**THE EXERCISE**
Turn part of the records below into a numbered list, beginning at the line that has "Localize the black gas" and stopping after the line that has "[[196, 145, 209, 198]]". Leave out any blank lines.

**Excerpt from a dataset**
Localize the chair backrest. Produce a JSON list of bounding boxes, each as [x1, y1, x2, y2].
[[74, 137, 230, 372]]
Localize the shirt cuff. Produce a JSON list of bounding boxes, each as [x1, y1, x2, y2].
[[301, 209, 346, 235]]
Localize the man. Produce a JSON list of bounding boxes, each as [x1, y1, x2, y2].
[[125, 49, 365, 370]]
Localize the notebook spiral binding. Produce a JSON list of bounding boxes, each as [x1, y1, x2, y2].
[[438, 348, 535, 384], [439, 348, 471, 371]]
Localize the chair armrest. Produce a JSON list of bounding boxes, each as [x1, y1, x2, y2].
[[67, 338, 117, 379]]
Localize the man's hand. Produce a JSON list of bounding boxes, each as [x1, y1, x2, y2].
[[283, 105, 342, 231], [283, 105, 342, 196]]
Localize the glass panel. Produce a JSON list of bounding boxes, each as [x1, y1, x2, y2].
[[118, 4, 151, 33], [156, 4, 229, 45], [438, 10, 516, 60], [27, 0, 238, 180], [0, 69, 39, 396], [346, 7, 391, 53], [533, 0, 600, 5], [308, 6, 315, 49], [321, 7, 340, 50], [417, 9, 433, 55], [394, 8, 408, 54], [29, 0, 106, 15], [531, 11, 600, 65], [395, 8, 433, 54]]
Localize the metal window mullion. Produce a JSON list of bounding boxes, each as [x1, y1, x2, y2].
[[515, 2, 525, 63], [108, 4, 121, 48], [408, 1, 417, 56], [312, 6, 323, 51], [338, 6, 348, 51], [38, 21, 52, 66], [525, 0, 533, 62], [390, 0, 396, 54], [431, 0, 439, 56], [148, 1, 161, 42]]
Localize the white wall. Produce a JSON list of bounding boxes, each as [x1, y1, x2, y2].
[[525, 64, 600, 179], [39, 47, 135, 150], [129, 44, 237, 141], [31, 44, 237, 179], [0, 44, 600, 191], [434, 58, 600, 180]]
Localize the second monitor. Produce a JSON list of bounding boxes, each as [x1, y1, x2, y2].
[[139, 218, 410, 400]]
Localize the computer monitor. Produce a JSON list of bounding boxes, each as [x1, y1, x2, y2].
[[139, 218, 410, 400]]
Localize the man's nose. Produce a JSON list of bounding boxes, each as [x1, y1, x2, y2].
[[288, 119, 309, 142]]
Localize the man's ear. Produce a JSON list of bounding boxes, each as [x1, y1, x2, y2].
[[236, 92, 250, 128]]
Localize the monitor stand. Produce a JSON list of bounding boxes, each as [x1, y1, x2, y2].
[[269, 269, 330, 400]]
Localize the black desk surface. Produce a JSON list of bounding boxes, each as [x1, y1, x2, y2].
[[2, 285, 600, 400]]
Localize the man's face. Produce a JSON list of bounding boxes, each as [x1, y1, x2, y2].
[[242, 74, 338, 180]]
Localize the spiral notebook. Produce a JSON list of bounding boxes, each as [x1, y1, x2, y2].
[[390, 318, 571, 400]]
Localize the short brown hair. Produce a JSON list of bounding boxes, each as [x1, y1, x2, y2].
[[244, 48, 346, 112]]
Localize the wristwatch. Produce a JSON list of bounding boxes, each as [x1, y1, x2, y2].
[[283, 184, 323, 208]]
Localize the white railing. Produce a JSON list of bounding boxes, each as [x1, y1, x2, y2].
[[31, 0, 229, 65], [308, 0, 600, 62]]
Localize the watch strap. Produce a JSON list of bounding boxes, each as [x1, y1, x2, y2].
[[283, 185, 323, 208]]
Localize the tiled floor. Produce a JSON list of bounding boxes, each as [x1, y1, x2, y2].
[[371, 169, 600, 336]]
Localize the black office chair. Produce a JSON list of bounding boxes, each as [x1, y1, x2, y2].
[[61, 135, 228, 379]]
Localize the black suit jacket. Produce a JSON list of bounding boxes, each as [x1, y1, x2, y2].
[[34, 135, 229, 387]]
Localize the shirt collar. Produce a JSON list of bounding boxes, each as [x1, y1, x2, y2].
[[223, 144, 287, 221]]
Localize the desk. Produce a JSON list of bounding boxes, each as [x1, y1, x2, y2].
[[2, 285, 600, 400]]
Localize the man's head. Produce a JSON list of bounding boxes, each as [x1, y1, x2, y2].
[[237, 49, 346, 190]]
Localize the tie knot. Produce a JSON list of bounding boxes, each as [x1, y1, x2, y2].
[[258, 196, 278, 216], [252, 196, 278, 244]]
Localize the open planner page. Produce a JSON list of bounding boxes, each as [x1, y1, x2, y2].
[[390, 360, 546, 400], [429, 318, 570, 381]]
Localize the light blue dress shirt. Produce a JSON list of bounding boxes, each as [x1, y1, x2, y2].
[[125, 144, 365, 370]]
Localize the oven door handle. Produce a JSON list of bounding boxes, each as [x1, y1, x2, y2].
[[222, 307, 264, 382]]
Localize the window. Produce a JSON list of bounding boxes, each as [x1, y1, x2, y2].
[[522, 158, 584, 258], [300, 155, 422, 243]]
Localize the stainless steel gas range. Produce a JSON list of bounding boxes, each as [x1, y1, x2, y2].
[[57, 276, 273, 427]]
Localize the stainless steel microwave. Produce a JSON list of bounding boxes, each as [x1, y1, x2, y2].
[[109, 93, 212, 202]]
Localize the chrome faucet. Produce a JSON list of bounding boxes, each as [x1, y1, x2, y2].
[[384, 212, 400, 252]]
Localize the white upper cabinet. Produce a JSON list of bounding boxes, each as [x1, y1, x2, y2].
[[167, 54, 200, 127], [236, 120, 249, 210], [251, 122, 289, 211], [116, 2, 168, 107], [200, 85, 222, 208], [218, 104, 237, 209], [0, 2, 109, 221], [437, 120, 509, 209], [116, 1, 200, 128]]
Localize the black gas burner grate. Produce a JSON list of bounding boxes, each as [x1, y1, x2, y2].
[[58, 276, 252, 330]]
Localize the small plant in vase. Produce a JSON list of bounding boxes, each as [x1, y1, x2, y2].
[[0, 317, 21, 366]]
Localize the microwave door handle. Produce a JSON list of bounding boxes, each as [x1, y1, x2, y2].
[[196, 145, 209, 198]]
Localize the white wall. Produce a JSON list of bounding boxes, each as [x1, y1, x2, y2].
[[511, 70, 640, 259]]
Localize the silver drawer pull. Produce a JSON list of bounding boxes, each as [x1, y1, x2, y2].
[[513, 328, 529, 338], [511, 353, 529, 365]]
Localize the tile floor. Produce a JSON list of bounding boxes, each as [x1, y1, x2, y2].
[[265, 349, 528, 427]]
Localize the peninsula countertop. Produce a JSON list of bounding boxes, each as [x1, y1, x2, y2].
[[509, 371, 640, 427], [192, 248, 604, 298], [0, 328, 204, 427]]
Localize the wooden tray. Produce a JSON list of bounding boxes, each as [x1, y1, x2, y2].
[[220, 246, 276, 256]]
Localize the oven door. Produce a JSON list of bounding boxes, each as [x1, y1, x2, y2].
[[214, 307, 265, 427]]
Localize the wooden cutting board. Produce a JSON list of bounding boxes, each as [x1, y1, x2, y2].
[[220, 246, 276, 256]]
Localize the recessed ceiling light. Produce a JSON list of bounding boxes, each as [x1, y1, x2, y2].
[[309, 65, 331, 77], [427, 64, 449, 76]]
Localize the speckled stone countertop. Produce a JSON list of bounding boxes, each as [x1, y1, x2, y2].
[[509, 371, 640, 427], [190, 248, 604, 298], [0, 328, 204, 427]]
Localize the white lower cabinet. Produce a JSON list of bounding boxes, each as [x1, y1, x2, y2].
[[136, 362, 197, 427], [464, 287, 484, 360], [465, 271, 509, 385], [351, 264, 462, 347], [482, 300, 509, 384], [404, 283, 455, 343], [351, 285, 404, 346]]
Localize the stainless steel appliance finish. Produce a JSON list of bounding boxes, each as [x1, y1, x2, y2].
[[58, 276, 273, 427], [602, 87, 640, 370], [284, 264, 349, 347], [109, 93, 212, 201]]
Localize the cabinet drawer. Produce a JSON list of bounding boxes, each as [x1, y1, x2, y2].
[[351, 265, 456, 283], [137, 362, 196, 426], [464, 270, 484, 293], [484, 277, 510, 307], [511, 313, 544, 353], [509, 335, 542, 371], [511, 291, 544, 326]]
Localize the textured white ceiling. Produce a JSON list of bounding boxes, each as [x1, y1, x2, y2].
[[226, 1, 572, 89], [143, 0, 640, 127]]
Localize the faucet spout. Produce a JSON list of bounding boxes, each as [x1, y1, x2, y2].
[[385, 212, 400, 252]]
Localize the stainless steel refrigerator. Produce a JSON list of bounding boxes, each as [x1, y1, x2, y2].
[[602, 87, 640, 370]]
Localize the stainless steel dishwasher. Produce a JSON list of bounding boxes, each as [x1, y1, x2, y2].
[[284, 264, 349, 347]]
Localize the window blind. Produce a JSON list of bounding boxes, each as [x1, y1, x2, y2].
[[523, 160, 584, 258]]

---

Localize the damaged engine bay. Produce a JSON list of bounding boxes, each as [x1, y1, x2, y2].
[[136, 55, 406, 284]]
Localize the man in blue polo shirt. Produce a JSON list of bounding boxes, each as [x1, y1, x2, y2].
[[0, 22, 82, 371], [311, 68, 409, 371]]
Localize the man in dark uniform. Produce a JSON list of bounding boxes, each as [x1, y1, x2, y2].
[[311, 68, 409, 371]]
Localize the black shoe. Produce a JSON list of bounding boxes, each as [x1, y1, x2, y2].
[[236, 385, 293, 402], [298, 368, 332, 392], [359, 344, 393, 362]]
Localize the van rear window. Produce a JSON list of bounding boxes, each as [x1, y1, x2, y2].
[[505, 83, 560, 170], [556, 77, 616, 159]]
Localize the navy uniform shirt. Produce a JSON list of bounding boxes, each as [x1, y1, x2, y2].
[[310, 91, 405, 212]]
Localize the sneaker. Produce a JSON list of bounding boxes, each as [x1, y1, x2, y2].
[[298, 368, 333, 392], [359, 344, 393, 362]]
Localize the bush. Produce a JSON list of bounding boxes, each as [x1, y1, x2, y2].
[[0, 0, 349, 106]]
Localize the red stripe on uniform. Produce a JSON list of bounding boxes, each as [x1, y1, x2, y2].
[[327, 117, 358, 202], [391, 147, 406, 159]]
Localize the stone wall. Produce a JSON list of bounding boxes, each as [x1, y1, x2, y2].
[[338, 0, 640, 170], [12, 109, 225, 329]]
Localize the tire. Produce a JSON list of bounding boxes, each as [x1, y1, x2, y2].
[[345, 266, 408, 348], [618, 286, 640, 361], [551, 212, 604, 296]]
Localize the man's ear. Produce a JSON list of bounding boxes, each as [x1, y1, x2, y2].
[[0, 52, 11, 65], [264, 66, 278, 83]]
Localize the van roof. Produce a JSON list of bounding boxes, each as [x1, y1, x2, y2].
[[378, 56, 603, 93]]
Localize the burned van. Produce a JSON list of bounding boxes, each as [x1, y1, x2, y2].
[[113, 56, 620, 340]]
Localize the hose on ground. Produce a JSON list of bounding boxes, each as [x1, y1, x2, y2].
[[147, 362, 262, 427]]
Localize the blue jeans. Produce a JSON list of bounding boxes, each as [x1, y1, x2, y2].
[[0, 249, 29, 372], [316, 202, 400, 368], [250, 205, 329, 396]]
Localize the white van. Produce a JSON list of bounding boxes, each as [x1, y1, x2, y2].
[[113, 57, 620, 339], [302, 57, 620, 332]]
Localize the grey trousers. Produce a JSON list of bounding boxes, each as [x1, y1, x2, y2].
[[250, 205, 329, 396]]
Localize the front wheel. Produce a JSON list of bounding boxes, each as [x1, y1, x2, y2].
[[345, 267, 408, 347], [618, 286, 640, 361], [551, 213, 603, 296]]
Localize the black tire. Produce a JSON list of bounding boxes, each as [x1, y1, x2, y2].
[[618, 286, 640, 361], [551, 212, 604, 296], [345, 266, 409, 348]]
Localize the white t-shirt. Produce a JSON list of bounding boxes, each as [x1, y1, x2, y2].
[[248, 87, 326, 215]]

**TASK SOLUTION**
1. Localize the black gas burner grate. Produce a JSON list of bounding boxes, each as [x1, y1, x2, y2].
2. [[58, 276, 252, 330]]
3. Localize the small plant in vase. Produce a JSON list of bounding boxes, each as [x1, y1, x2, y2].
4. [[0, 317, 21, 366]]
5. Localize the microwave door handle. Produce a JSON list of bounding boxes, each as [x1, y1, x2, y2].
6. [[196, 145, 209, 198]]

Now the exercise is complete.